───── Items

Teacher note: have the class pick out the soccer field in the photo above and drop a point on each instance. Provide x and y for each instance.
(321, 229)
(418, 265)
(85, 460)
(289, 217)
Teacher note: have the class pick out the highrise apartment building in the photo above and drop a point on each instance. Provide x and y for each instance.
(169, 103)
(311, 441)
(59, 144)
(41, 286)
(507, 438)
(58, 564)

──────────

Reproduce all the records precisely.

Teacher note: have the class pick out the soccer field in the photo above and drop a point on each instance. Provide x and y for each instance.
(321, 229)
(418, 265)
(85, 460)
(289, 217)
Teacher note: have the class pick out the highrise apartment building in the photo above and drop a point on each instance. Provide x and y for each instance.
(169, 103)
(311, 441)
(59, 144)
(41, 286)
(507, 438)
(58, 564)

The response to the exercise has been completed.